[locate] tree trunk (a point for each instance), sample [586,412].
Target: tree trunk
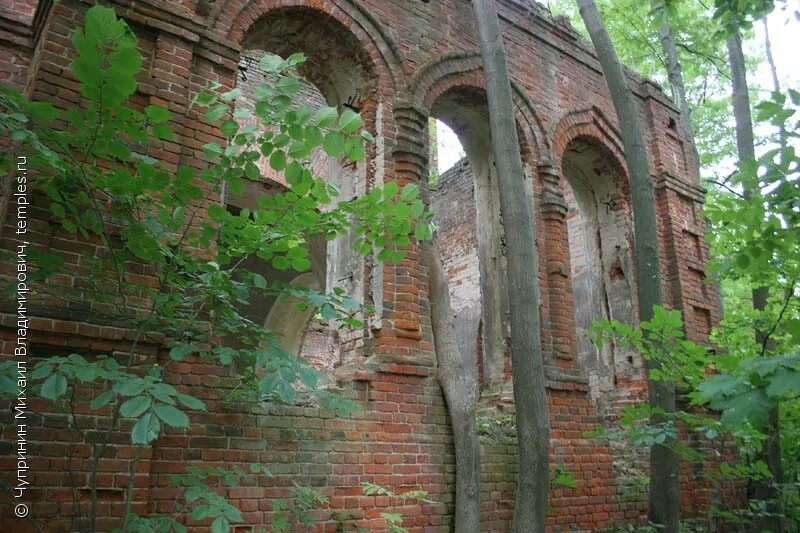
[663,499]
[530,398]
[458,376]
[776,84]
[765,490]
[674,68]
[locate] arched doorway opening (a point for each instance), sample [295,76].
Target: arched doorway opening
[601,263]
[336,72]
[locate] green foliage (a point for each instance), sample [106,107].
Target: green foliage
[497,428]
[634,28]
[151,216]
[563,478]
[394,521]
[298,511]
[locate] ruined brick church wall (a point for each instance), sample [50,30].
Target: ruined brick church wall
[401,437]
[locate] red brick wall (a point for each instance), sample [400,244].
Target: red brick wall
[413,52]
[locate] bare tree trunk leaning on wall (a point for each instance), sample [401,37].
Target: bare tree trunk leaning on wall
[530,398]
[663,496]
[675,75]
[766,489]
[458,375]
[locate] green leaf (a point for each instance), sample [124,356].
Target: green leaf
[229,128]
[270,63]
[216,112]
[325,116]
[410,192]
[354,149]
[785,383]
[191,402]
[101,400]
[333,144]
[171,415]
[157,114]
[220,525]
[277,160]
[350,121]
[135,406]
[752,407]
[54,387]
[41,371]
[180,351]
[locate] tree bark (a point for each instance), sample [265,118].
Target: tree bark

TASK GOAL:
Please change "green foliage" to "green vegetation" everywhere in the rows above and rewrite them with everything else unchanged. Leave the pictures out.

WRITTEN SOLUTION:
[locate] tree trunk (a point for each instance), sample [586,412].
Target: tree trunk
[663,499]
[530,398]
[458,376]
[776,84]
[765,490]
[674,68]
[locate] arched doorway opening (a point for each instance), sample [295,76].
Target: arched doorway opening
[601,263]
[336,72]
[locate] green vegetation (a point for each instance), sample [106,107].
Target: green vegetation
[497,428]
[634,28]
[151,216]
[563,478]
[394,521]
[298,511]
[locate] ruined brick church wall (a point for each instance), sample [50,30].
Target: ruined brick church wall
[401,437]
[locate] red brick wall (a point for each instance), sample [400,244].
Target: red brick wall
[413,52]
[locate] bare tree trunk leaning on wall (a point for each instance), sample [401,37].
Target: bare tree trunk leaning on wall
[530,398]
[663,496]
[675,75]
[766,489]
[458,375]
[locate] green leaf (a point for each instance), sample [124,356].
Target: green leaf
[229,128]
[270,63]
[216,112]
[325,116]
[410,192]
[354,149]
[785,383]
[191,402]
[101,400]
[333,144]
[171,415]
[157,114]
[220,525]
[277,160]
[350,121]
[135,406]
[752,407]
[54,387]
[41,371]
[180,351]
[locate] tree bark (a point for each instance), sample [265,118].
Target: tree bark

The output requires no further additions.